Aim: Extract every line of the items below and reproduce each one character for character, leaving nothing out.

Object location annotation data
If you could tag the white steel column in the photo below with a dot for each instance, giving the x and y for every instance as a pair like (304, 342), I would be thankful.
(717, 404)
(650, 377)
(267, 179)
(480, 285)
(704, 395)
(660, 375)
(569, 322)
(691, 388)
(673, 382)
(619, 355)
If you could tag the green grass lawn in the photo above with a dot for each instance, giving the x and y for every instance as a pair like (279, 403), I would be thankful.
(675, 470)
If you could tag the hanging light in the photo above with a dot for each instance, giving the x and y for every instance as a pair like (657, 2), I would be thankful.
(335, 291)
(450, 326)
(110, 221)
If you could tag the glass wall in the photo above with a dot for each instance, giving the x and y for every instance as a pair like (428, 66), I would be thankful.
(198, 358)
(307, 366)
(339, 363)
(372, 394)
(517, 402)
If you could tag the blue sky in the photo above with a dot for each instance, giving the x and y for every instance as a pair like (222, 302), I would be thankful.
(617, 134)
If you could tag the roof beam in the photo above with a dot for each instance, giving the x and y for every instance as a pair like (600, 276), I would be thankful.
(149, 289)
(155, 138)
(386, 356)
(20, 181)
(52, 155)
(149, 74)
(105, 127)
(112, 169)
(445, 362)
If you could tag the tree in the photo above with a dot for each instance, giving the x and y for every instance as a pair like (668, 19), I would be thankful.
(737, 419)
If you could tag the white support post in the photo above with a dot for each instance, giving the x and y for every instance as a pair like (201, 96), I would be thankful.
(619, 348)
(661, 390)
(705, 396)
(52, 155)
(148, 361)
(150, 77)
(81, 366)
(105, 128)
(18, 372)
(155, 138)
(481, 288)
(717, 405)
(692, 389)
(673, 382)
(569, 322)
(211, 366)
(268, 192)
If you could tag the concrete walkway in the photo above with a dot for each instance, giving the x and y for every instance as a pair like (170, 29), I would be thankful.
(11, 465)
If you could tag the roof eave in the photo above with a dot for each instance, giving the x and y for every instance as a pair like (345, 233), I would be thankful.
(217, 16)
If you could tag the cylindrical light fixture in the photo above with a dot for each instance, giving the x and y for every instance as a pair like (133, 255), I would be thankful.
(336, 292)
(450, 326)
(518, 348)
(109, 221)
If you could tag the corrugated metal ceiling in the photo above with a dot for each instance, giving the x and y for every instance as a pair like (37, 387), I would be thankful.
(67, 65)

Full solution:
If you could tag the white steel column in the photo below with a dot for each instance, giving the x and y for every instance as a pair like (304, 342), I would be thankful.
(717, 404)
(650, 377)
(267, 179)
(480, 285)
(704, 395)
(660, 375)
(569, 322)
(691, 388)
(673, 382)
(619, 355)
If you could tag the green grass lawn in the photo above with a dot for each instance, giving the x and y for every instance as a pair like (279, 403), I would be thankful.
(675, 470)
If you could tag the hanging light in the photo above with a dot for each instance, giving the x and y for every instance as a pair like (657, 2), I would be thankful.
(335, 291)
(450, 326)
(110, 221)
If you could tag the glass wall in the photo above with a dot for each instance, giving the x and y for every instance as a pair like (428, 66), I would be thankful.
(198, 358)
(307, 366)
(339, 363)
(372, 394)
(517, 402)
If you could tag the blue sky in the photo above with a dot for each instance, giving the x and y for every instance as a pair like (222, 302), I would be thankful.
(617, 134)
If you could tag the roof beam in the photo above with a dot for each instance, giving the x and y for every instance as a pair like (600, 276), I would be thankful.
(149, 289)
(155, 138)
(386, 356)
(20, 181)
(52, 155)
(149, 74)
(105, 127)
(112, 169)
(445, 362)
If you could tag the tree in the photo above with a dot for each instance, giving the x and y for every instance as a pair like (668, 19), I would be thankful.
(737, 419)
If you could tag the white support post in the photo above with a dot for each instance, giving the x and y for every instance as a pair like (201, 96), I would be thankful.
(619, 348)
(661, 390)
(705, 396)
(52, 155)
(148, 361)
(150, 77)
(81, 366)
(105, 128)
(18, 372)
(155, 138)
(481, 288)
(717, 405)
(692, 389)
(673, 382)
(569, 322)
(211, 366)
(268, 192)
If you could tag the concrete walkway in the photo above with a dot for each instance, giving the x and y for every instance as a pair like (170, 29), I would be thankful.
(11, 465)
If you could tag the roof eave in the photo above with a dot for each instance, giving the x and y for every instance as a pair like (345, 233), I would be thankful.
(217, 16)
If you could tag the cylindrical light fixture in the photo above with a dot for each instance, giving the x and y for every instance as a pair like (133, 255), I would be thankful.
(336, 292)
(450, 326)
(518, 348)
(109, 221)
If you could tag the corrugated metal ceiling in the photo above with a dot for each instance, giving the x and y for every instance as a pair like (37, 387), I would be thankful.
(67, 65)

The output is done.